Return, from the listing that follows, each line containing the word "ocean".

◇ ◇ ◇ ◇

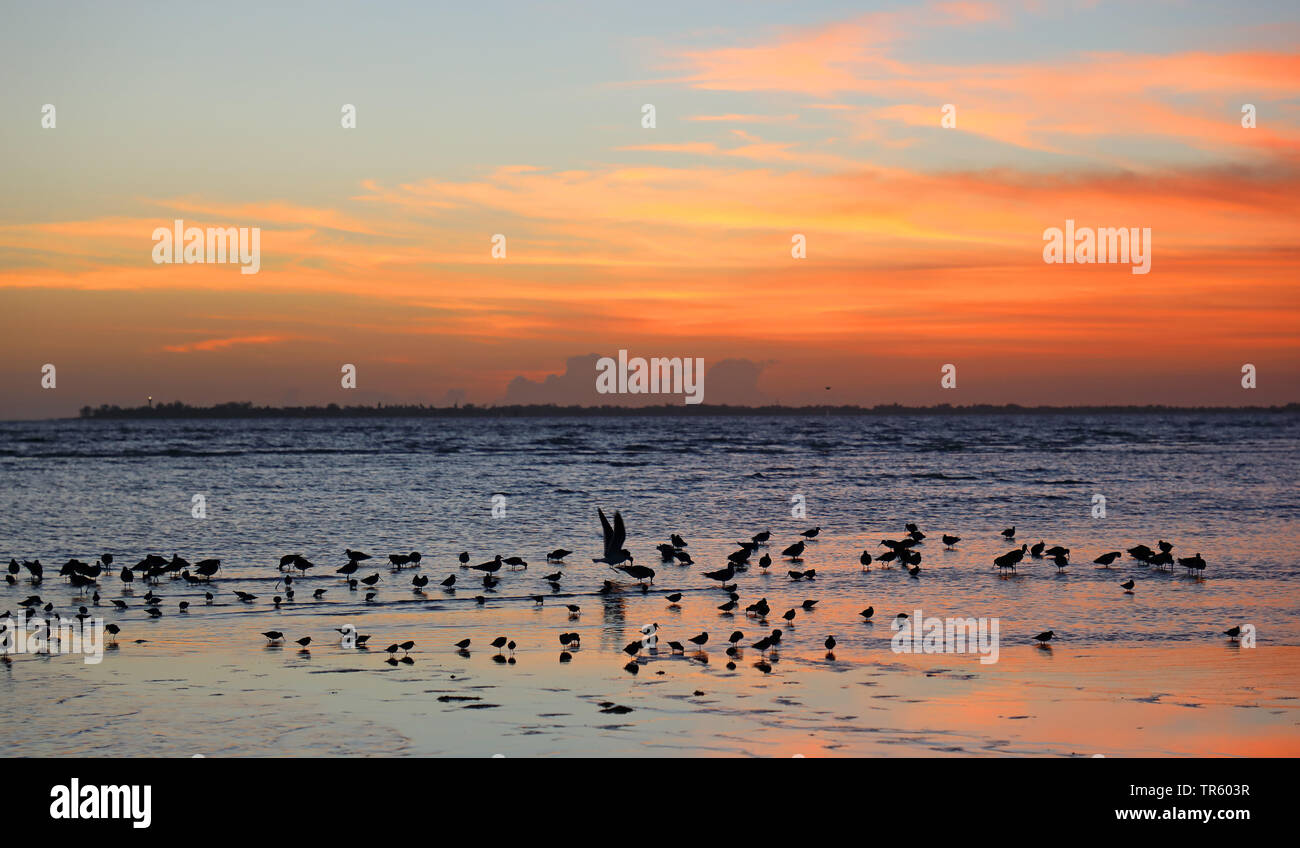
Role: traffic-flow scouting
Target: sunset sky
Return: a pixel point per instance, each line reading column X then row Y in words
column 772, row 119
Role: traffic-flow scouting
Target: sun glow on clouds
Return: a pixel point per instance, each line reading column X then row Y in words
column 683, row 233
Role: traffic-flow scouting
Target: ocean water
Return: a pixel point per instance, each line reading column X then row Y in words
column 1222, row 484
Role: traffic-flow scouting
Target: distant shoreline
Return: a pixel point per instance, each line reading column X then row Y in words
column 245, row 410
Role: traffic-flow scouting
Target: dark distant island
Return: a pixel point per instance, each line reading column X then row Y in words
column 246, row 410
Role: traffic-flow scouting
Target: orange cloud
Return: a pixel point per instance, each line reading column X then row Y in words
column 220, row 344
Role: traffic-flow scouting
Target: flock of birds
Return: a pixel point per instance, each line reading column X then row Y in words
column 154, row 569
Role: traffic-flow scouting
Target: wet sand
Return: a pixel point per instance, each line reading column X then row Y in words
column 185, row 693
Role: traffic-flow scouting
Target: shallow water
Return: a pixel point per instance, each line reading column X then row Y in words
column 1218, row 484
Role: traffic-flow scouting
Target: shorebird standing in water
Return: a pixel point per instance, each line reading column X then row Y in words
column 615, row 554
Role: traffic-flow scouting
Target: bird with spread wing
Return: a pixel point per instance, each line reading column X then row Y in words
column 615, row 554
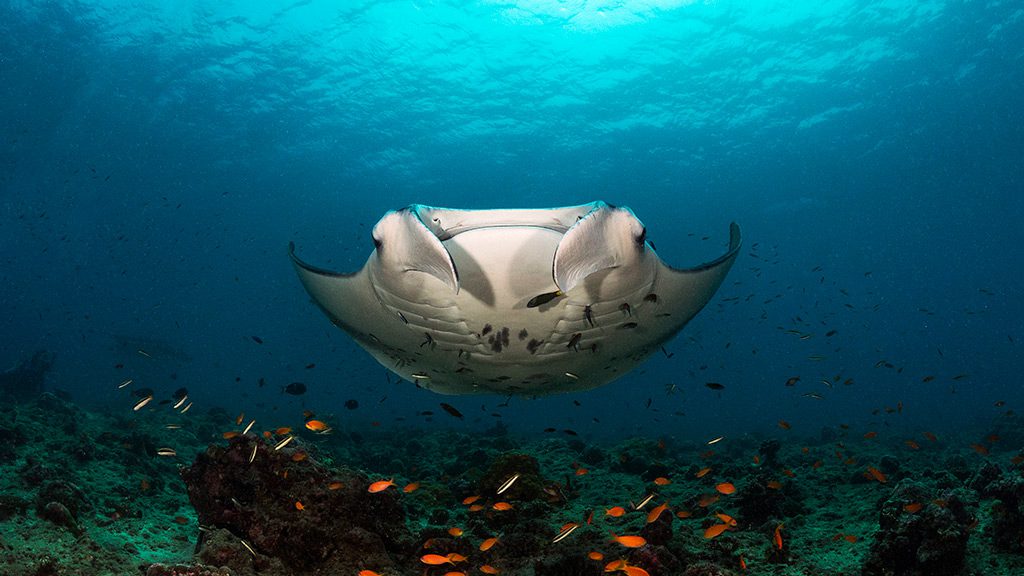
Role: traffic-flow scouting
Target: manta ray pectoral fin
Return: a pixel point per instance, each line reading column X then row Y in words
column 606, row 237
column 406, row 243
column 690, row 289
column 345, row 298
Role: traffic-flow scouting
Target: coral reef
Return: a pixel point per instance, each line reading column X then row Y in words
column 90, row 493
column 286, row 505
column 921, row 533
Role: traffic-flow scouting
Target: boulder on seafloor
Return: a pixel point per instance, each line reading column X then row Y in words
column 1007, row 527
column 293, row 509
column 922, row 533
column 186, row 570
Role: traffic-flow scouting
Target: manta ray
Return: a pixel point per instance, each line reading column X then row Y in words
column 513, row 301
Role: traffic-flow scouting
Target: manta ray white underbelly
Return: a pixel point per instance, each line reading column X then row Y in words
column 529, row 301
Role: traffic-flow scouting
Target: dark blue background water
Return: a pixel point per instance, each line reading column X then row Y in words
column 157, row 158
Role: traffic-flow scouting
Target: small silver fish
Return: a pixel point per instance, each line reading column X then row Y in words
column 508, row 483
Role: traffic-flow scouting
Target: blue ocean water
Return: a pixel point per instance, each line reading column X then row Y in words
column 157, row 158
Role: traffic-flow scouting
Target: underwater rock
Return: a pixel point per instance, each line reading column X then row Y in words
column 1007, row 527
column 186, row 570
column 758, row 503
column 60, row 516
column 220, row 547
column 10, row 505
column 655, row 559
column 529, row 485
column 26, row 380
column 286, row 509
column 931, row 541
column 69, row 496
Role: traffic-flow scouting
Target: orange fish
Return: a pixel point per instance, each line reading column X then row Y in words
column 629, row 541
column 715, row 530
column 435, row 560
column 380, row 486
column 317, row 425
column 656, row 511
column 877, row 475
column 614, row 511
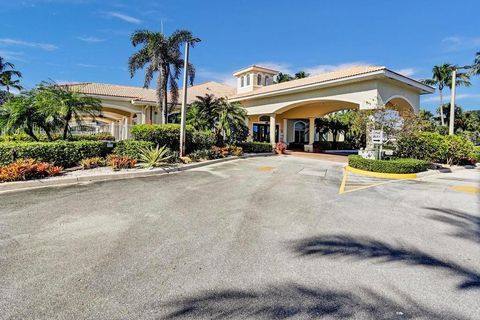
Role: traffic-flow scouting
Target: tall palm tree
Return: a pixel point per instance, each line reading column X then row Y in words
column 161, row 54
column 7, row 72
column 441, row 78
column 9, row 83
column 301, row 75
column 231, row 116
column 60, row 104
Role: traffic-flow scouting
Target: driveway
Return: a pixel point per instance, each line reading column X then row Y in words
column 260, row 238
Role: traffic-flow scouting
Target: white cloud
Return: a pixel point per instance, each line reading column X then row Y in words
column 407, row 72
column 324, row 68
column 21, row 43
column 225, row 78
column 124, row 17
column 446, row 98
column 12, row 55
column 458, row 43
column 84, row 65
column 90, row 39
column 279, row 66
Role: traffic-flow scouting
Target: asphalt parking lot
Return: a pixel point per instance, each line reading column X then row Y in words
column 259, row 238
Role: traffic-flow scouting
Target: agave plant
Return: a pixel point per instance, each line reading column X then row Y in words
column 153, row 157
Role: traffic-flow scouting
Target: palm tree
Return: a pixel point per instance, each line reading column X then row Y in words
column 9, row 83
column 231, row 117
column 60, row 104
column 283, row 77
column 301, row 75
column 19, row 113
column 442, row 77
column 161, row 54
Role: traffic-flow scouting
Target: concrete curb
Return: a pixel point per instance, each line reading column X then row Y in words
column 66, row 181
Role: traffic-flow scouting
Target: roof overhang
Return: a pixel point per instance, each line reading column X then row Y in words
column 383, row 73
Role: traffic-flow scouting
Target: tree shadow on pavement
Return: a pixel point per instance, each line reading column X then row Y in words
column 293, row 300
column 468, row 225
column 367, row 248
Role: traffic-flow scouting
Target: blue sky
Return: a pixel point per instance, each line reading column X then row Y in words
column 88, row 40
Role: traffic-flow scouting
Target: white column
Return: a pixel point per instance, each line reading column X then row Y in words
column 311, row 131
column 272, row 129
column 112, row 128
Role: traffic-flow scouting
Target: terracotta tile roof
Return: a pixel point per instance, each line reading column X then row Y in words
column 324, row 77
column 149, row 95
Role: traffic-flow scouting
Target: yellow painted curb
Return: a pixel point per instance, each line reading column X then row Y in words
column 381, row 174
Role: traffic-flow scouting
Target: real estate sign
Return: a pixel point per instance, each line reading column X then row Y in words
column 377, row 136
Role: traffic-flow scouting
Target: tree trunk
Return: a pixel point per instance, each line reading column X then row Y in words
column 29, row 130
column 441, row 108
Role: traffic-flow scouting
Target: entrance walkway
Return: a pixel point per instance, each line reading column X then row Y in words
column 319, row 156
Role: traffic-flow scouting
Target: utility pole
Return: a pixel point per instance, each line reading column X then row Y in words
column 183, row 114
column 451, row 128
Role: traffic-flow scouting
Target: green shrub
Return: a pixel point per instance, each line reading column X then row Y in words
column 58, row 153
column 131, row 148
column 169, row 135
column 429, row 146
column 256, row 147
column 57, row 136
column 388, row 166
column 458, row 149
column 434, row 147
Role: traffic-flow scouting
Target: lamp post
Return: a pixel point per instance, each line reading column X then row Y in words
column 183, row 114
column 451, row 124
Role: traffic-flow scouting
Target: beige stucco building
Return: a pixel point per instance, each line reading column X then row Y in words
column 276, row 111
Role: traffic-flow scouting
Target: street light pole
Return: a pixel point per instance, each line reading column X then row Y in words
column 183, row 114
column 452, row 102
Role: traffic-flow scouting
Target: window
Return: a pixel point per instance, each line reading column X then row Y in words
column 264, row 118
column 299, row 128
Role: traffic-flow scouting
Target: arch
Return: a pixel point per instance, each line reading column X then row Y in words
column 400, row 103
column 267, row 81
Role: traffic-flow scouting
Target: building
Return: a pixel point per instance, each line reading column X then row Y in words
column 276, row 111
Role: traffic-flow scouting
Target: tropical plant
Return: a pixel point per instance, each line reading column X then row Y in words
column 7, row 74
column 153, row 157
column 442, row 77
column 60, row 104
column 283, row 77
column 161, row 54
column 301, row 75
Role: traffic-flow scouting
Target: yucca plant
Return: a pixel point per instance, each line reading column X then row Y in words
column 153, row 157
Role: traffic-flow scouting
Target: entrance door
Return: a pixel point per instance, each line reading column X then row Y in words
column 300, row 128
column 261, row 132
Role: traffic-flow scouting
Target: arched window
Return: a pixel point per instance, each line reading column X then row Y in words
column 264, row 118
column 299, row 128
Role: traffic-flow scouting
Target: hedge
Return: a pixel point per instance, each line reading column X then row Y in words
column 434, row 147
column 56, row 136
column 59, row 153
column 130, row 148
column 388, row 166
column 169, row 135
column 256, row 147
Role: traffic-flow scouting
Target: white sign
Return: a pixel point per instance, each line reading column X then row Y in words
column 377, row 136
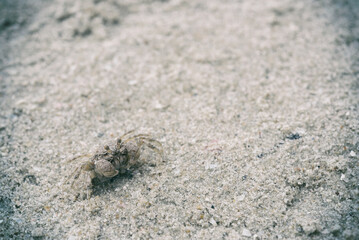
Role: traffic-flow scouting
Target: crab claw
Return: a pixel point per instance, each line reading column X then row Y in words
column 105, row 169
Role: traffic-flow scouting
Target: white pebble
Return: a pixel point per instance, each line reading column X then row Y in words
column 213, row 222
column 352, row 154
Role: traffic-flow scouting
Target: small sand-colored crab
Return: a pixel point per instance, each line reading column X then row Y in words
column 114, row 158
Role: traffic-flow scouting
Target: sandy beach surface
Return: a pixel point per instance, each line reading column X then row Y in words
column 255, row 104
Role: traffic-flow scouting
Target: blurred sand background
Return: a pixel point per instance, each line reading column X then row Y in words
column 255, row 103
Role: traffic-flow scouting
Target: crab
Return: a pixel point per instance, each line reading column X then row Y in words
column 112, row 159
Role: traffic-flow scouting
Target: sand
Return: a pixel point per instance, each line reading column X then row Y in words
column 254, row 102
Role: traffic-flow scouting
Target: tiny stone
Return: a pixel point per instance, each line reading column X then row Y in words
column 246, row 233
column 37, row 232
column 352, row 154
column 213, row 222
column 241, row 197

◇ ◇ ◇ ◇

▸ **Worked solution**:
Target: ocean water
Target: blue ocean water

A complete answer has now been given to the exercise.